**Required work**
Reproduce word for word the lines between those holding "Pin the statue's arm" and "Pin the street", inclusive, and nothing else from the data below.

Natural-language object grounding data
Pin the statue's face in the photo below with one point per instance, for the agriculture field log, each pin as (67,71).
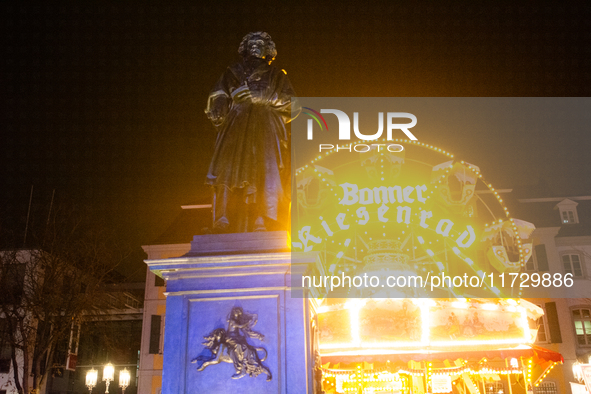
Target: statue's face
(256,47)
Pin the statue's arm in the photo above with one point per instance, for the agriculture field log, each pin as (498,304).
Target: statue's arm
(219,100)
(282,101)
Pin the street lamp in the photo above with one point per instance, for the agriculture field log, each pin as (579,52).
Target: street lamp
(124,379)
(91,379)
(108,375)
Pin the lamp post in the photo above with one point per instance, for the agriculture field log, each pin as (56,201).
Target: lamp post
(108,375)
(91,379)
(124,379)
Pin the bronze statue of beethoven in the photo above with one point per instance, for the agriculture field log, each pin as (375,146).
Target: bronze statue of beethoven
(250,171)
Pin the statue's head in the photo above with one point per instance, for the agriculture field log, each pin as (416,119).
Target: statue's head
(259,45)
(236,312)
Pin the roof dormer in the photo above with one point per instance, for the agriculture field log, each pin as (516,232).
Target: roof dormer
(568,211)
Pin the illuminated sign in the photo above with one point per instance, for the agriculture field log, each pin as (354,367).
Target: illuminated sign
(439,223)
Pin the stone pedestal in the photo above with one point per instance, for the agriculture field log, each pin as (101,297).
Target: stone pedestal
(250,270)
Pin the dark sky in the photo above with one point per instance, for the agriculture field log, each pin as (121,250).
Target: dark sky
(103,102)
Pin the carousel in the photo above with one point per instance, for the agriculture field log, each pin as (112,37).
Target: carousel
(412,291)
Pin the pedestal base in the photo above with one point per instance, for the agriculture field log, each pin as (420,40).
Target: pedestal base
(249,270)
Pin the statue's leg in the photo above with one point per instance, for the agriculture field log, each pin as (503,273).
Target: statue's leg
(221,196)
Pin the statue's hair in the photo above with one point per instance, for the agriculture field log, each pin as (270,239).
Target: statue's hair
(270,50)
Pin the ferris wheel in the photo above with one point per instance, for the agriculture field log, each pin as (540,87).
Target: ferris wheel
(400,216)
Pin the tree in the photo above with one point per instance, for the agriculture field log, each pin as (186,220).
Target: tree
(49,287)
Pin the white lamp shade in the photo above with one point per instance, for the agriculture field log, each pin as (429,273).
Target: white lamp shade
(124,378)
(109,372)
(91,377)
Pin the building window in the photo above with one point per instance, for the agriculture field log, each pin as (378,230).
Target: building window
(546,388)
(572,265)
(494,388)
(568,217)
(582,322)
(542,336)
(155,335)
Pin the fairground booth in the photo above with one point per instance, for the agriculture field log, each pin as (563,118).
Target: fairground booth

...

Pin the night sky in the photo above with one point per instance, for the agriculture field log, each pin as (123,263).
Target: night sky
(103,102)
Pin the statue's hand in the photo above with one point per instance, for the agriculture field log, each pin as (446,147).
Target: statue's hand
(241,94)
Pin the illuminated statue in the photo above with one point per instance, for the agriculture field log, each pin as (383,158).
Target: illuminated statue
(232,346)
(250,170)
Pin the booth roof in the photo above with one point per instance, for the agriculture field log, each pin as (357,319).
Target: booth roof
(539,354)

**Solution for this exercise**
Pin the statue's arm in the photo above with one point per instance, for the agriculture field log, each pin as (498,304).
Target: statue's arm
(219,100)
(282,101)
Pin the street lamp in the photo above with one point per instance, for the agriculture field log, each pin as (579,52).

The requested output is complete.